[Stored data entries]
^^^^
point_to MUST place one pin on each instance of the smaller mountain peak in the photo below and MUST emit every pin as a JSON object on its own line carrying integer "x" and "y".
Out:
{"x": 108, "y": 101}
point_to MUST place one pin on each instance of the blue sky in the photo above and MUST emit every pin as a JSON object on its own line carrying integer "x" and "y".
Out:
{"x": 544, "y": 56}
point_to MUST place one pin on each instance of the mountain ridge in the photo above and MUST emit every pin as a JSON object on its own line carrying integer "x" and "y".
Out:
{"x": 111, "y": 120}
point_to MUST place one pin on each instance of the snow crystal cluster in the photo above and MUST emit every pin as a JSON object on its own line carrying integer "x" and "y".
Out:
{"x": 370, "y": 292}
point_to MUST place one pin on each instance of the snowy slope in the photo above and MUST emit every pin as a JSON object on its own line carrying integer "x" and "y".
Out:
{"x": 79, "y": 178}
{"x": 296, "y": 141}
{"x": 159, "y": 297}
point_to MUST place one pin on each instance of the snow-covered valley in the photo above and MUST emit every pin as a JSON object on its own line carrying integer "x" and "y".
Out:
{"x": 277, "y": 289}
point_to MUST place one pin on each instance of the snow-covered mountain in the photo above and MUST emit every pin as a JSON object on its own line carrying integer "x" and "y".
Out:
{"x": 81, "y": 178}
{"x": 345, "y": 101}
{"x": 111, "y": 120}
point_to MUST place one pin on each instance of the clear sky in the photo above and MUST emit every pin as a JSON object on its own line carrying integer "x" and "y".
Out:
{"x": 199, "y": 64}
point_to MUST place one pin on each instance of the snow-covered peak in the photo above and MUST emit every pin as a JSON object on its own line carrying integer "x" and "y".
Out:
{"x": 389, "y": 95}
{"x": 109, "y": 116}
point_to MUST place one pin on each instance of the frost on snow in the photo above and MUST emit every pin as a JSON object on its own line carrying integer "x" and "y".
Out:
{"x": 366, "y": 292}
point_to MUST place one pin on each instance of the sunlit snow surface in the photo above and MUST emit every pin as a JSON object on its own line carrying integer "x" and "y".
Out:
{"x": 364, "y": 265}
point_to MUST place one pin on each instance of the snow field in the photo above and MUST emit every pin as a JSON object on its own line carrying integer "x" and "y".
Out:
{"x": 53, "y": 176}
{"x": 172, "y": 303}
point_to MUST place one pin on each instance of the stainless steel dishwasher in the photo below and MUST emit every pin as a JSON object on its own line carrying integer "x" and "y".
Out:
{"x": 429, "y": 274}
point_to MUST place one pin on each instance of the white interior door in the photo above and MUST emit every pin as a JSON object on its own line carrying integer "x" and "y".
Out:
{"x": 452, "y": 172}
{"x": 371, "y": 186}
^^^^
* REQUIREMENT
Output the full set of entries exactly as they were given.

* OUTPUT OF THE TASK
point_to MUST place one pin on each instance of the smaller mountain peak in the photo below and MUST emit every pin as a JSON object on its own line carrying integer "x" and "y".
Out:
{"x": 108, "y": 101}
point_to MUST place one pin on each instance of the blue sky in the photo above and MUST emit every pin as a JSON object on its own line carrying integer "x" and "y".
Out:
{"x": 544, "y": 56}
point_to MUST place one pin on each instance of the mountain ridge in the photo above and MUST emit every pin as a JSON object on its own line carrying integer "x" and "y".
Out:
{"x": 111, "y": 120}
point_to MUST place one pin on each instance of the snow crystal cluster in the photo above and MUST emit every pin as a JSON object on its own line carrying integer "x" and "y".
Out:
{"x": 370, "y": 292}
point_to MUST place one pin on each instance of the snowy slope in the photo above and MUST emit every pin as a JSON object on its own line carrying integer "x" and "y".
Out:
{"x": 79, "y": 178}
{"x": 296, "y": 141}
{"x": 159, "y": 297}
point_to MUST place one pin on each instance of the snow-covered valley in the photo above and MUST emit every pin as a JSON object on its own line carrying integer "x" and "y".
Out:
{"x": 277, "y": 289}
point_to MUST place one pin on each instance of the snow-covered mountain in the photo above and MUST emit every pin as a JSON object on its own line carrying integer "x" and "y".
Out:
{"x": 81, "y": 178}
{"x": 345, "y": 101}
{"x": 111, "y": 120}
point_to MUST place one pin on each instance of the clear sky in the photo above and MUST emit every pin as a JSON object on its own line carrying integer "x" and "y".
Out:
{"x": 199, "y": 64}
point_to MUST place one pin on each instance of the snow-covered peak in the photo above and MUST emit every pin as a JSON object on its own line carrying integer "x" and "y".
Out:
{"x": 389, "y": 95}
{"x": 109, "y": 116}
point_to MUST place one pin on each instance of the frost on snow in the photo above and MUST emit every pin as a JSON object on its own line carrying integer "x" and "y".
Out:
{"x": 366, "y": 292}
point_to MUST place one pin on each instance of the sunlit snow surface in the photo above and MUST emit every pin as a JSON object on its own line carrying integer "x" and "y".
Out:
{"x": 364, "y": 265}
point_to MUST place one pin on each instance of the snow field in the photo above and MUST emit every pin as a JSON object on its own line carrying integer "x" and "y".
Out:
{"x": 53, "y": 176}
{"x": 172, "y": 303}
point_to MUST place one pin on each instance of the stainless steel dishwasher in the photo below and MUST emit every pin as a JSON object on its own line carrying integer "x" and "y".
Out:
{"x": 429, "y": 274}
point_to MUST place one pin on each instance of the white interior door in the photo above and MUST emit every pin as a JSON object on its own line carrying integer "x" and "y".
Out:
{"x": 452, "y": 172}
{"x": 371, "y": 186}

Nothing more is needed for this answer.